4. Negative Covenants. Guarantor covenants and agrees that so long as any Obligations are outstanding and unpaid, or any Obligation is not fully performed, Guarantor will not:

(a) Wind-up, liquidate or dissolve its affairs, or convey, sell, lease or otherwise dispose of (whether in one transaction or in a series of transactions) all or substantially all of its properties or assets (whether now owned or hereafter acquired);

(b) Sell or transfer or permit or suffer to be sold or transferred, voluntarily or by operation of law a material amount of its property, other than in the ordinary course of business for equivalent value contemporaneously given; or

(c) Make or permit any material change in the nature of its business as carried on as of the date hereof.

5. Events of Default; Remedies. (a) The occurrence of any of the following and its continuance after any applicable notice and cure period herein provided shall be an “Event of Default”: (i) Guarantor’s failure to pay or perform any of its obligations hereunder when due which in the case of any payment obligation continues for ten (10) days after written notice from Bank, or in the case of any other obligation which continues for thirty (30) days after the earlier of the effective date of written notice from Bank, or the date on which Guarantor otherwise acquires knowledge that such failure has occurred, provided, however, that if Guarantor shall proceed to take any curative action that, if begun and prosecuted with due diligence, cannot be completed within such 30 day period, then such period shall be increased to such extent as shall be reasonably necessary to enable Guarantor to complete such curative action through the exercise of due diligence; (ii) the material falsity, material inaccuracy or material breach by Guarantor of any written warranty, representation or statement made or furnished to Bank by or on behalf of Guarantor; or (iii) the termination or attempted termination of this Guaranty except as provided for in Section 7.

OBJECTIVE 1:
Answer these questions using the guaranty excerpt:
(a) Under the negative covenants, what kind of change to its business may Guarantor not make or permit?
(b) For how many days after written notice from Bank must a failure to pay continue before it becomes an Event of Default?
(c) Which section is named as the exception for terminating the Guaranty?
OBJECTIVE 2: Rewrite the paragraph of the guaranty excerpt that begins "5. Events of Default; Remedies" as a brief list, keeping its main facts.

[Object pointing dataset rows]
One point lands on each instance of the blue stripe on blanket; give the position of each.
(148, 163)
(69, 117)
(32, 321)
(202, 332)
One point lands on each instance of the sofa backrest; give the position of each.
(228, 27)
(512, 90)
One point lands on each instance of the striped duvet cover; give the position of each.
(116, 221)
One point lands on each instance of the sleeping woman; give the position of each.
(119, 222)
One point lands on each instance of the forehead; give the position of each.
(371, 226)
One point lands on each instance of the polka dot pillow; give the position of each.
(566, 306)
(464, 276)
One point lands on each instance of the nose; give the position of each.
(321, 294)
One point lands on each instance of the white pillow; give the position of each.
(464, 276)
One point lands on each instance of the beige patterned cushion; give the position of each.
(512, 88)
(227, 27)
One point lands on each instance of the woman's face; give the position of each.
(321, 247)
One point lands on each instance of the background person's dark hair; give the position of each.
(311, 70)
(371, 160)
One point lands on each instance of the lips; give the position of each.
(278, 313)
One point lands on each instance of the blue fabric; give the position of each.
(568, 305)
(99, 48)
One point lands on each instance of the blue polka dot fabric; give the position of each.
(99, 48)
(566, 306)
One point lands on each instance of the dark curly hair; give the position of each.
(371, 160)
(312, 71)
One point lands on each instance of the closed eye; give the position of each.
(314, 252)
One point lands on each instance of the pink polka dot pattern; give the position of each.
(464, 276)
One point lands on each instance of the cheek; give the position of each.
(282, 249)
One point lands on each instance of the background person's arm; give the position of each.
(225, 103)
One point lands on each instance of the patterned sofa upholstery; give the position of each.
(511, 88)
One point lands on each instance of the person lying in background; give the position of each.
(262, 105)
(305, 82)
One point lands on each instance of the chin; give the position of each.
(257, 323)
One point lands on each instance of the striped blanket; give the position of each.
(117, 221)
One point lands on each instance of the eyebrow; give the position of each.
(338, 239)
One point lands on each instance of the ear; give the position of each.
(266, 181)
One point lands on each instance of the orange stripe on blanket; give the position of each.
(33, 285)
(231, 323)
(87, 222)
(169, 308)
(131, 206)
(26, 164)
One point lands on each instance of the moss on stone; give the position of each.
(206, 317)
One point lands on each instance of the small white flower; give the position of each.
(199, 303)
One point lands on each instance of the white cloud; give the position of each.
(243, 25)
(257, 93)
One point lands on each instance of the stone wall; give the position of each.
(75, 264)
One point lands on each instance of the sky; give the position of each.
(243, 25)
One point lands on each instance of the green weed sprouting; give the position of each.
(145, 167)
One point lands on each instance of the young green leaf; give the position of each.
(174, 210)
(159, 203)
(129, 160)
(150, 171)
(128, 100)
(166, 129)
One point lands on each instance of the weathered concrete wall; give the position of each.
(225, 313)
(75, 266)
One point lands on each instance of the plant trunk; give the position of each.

FULL ANSWER 1:
(a) Any material change in the nature of its business as carried on as of the date hereof.
(b) Ten (10) days.
(c) Section 7.

FULL ANSWER 2:
An Event of Default is any of the following, continuing after any applicable notice and cure period:
- Guarantor fails to pay or perform an obligation when due:
  - For a payment obligation, the failure continues for 10 days after Bank's written notice.
  - For any other obligation, the failure continues for 30 days after the earlier of the effective date of Bank's written notice or the date Guarantor otherwise learns of the failure.
  - The 30-day period is extended as reasonably necessary if Guarantor diligently pursues a cure that cannot be completed within it.
- A written warranty, representation or statement made or furnished to Bank by or on behalf of Guarantor is materially false, is materially inaccurate or is materially breached by Guarantor.
- Someone terminates or attempts to terminate the Guaranty, except as provided in Section 7.